## [Given instruction]
How many lines in the listing below contain the string "Query"? Reply with the number alone.

## [Records for the task]

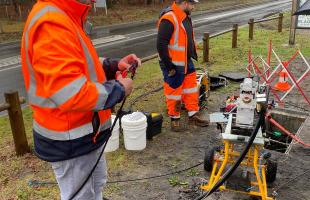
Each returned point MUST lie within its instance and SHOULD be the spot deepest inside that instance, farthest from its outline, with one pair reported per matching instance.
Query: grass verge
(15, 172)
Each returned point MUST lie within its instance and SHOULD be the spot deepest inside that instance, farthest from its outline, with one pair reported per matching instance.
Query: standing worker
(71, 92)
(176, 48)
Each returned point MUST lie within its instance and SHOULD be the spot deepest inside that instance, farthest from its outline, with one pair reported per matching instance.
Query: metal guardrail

...

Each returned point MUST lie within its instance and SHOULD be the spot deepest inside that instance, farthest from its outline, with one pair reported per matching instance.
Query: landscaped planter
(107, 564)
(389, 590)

## [Solution for this exercise]
4